#### [Description of the task]
Please copy the records below, replacing "in the frame" with "in the image" and leaving everything else unchanged.
───── Exercise material
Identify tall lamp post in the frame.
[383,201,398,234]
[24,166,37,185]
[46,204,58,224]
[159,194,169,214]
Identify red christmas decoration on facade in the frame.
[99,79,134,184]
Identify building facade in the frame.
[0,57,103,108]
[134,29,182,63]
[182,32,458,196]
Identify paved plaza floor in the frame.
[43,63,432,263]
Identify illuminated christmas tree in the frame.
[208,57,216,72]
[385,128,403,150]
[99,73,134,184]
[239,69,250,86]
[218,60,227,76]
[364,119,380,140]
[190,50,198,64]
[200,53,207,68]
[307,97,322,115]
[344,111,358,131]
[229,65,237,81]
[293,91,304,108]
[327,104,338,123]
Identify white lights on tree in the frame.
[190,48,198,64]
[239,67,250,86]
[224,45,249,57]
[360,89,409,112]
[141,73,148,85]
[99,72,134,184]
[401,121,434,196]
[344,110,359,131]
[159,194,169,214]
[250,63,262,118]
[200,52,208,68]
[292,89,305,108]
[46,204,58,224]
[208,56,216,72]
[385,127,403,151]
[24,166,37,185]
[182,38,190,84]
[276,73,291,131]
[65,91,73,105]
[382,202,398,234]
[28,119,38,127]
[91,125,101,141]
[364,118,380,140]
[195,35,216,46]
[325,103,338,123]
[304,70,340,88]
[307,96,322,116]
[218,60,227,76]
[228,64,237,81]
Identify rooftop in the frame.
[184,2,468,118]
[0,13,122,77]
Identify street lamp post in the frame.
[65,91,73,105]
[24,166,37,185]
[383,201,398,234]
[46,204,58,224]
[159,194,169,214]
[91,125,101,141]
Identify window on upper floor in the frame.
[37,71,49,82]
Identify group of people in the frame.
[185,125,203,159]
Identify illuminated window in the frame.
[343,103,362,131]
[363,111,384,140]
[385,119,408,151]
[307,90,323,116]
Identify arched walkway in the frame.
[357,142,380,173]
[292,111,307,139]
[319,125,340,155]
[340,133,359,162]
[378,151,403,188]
──────────
#### [Output]
Identify tall lamp post in the image.
[383,201,398,234]
[24,166,37,185]
[46,204,58,224]
[159,194,169,214]
Identify red christmas decoration on facade in the image.
[99,79,134,184]
Identify building facade in the image.
[0,57,103,108]
[134,29,182,63]
[182,32,458,196]
Identify paved plaza floor in the image.
[43,63,432,263]
Identify illuminated christmas tree in the image.
[208,57,216,72]
[385,128,403,150]
[99,73,134,184]
[239,69,250,86]
[218,60,227,76]
[364,119,380,140]
[190,50,198,64]
[200,53,207,68]
[307,97,322,115]
[344,111,358,131]
[229,65,237,81]
[293,91,304,108]
[327,104,338,123]
Identify white lights on tree in the image.
[190,48,198,64]
[239,67,250,86]
[224,45,249,57]
[360,89,409,112]
[141,73,148,85]
[99,72,134,184]
[401,121,434,196]
[344,110,359,131]
[159,194,169,214]
[250,63,262,118]
[200,52,208,68]
[292,89,305,108]
[46,204,58,224]
[208,56,216,72]
[385,127,403,151]
[24,166,37,185]
[182,38,190,84]
[276,73,291,131]
[65,91,73,105]
[382,202,398,234]
[28,119,38,127]
[91,125,101,141]
[364,118,380,140]
[195,35,216,46]
[325,103,338,123]
[304,70,340,88]
[307,96,322,116]
[218,60,227,76]
[228,64,237,81]
Identify rooftop in the image.
[184,2,468,118]
[0,13,122,77]
Identify street lamp post in the image.
[65,91,73,105]
[24,166,37,185]
[383,201,398,234]
[46,204,58,224]
[159,194,169,214]
[91,125,101,141]
Identify window on upper floor in the image.
[37,71,49,82]
Identify group of people in the image.
[185,125,203,159]
Identify illuminated window in the image.
[343,103,362,131]
[363,111,384,140]
[385,119,408,151]
[307,90,323,116]
Identify arched walkway in the image.
[357,142,380,173]
[292,111,307,139]
[319,125,340,155]
[340,133,359,162]
[378,151,403,188]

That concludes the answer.